[Data supplied — start]

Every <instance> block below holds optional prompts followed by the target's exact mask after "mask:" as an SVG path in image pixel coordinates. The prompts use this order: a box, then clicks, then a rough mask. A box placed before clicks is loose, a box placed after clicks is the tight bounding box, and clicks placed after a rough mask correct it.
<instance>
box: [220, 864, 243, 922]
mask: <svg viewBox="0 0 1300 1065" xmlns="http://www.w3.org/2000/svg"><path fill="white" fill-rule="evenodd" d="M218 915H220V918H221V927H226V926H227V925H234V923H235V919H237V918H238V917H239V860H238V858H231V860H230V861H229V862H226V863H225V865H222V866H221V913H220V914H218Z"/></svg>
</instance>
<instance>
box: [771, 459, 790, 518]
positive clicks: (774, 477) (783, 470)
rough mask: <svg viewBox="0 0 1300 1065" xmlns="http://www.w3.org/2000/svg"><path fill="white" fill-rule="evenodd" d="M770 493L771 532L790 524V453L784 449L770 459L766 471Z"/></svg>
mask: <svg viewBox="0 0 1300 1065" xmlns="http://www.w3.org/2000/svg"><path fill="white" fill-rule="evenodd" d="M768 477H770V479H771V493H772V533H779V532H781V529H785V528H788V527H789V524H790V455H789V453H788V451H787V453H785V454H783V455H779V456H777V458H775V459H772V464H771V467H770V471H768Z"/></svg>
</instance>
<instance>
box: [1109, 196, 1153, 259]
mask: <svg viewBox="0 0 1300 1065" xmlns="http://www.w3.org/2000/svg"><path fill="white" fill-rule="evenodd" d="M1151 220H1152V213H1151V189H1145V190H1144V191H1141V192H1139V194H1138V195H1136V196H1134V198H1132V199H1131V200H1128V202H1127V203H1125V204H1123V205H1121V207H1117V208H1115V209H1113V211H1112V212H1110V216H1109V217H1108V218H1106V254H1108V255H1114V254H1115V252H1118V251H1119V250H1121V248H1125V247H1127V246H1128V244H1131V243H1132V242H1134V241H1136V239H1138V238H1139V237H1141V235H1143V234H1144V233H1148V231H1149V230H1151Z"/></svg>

[Data supplied — finish]

* [Requirement]
Quote every line of all the items above verbatim.

* [Reply]
Every <instance> block below holds optional prompts followed by the target's exact mask after "mask:" as an SVG path in image pixel coordinates. The prompts use this order: a box, then clicks, then a rough mask. A box placed before clicks is loose, a box placed after clicks is the tight bounding box, and clicks placed after a rough mask correct it.
<instance>
box: [220, 864, 243, 922]
mask: <svg viewBox="0 0 1300 1065" xmlns="http://www.w3.org/2000/svg"><path fill="white" fill-rule="evenodd" d="M218 915H220V918H221V927H226V926H227V925H234V923H235V919H237V918H238V917H239V860H238V858H231V860H230V861H229V862H226V863H225V865H222V866H221V913H220V914H218Z"/></svg>
</instance>
<instance>
box: [771, 459, 790, 518]
positive clicks: (774, 477) (783, 470)
rough mask: <svg viewBox="0 0 1300 1065" xmlns="http://www.w3.org/2000/svg"><path fill="white" fill-rule="evenodd" d="M770 493L771 532L790 524V453L784 449L770 459L766 471Z"/></svg>
mask: <svg viewBox="0 0 1300 1065" xmlns="http://www.w3.org/2000/svg"><path fill="white" fill-rule="evenodd" d="M768 477H770V479H771V493H772V533H779V532H781V529H785V528H788V527H789V524H790V455H789V453H788V451H787V453H785V454H783V455H779V456H777V458H775V459H772V464H771V467H770V471H768Z"/></svg>
</instance>
<instance>
box: [1109, 196, 1153, 259]
mask: <svg viewBox="0 0 1300 1065" xmlns="http://www.w3.org/2000/svg"><path fill="white" fill-rule="evenodd" d="M1151 220H1152V213H1151V189H1145V190H1144V191H1141V192H1139V194H1138V195H1136V196H1134V198H1132V199H1131V200H1128V202H1127V203H1125V204H1123V205H1121V207H1117V208H1115V209H1113V211H1112V212H1110V216H1109V217H1108V218H1106V254H1108V255H1114V254H1115V252H1118V251H1119V250H1121V248H1125V247H1127V246H1128V244H1131V243H1132V242H1134V241H1136V239H1138V238H1139V237H1141V235H1143V234H1144V233H1148V231H1149V230H1151Z"/></svg>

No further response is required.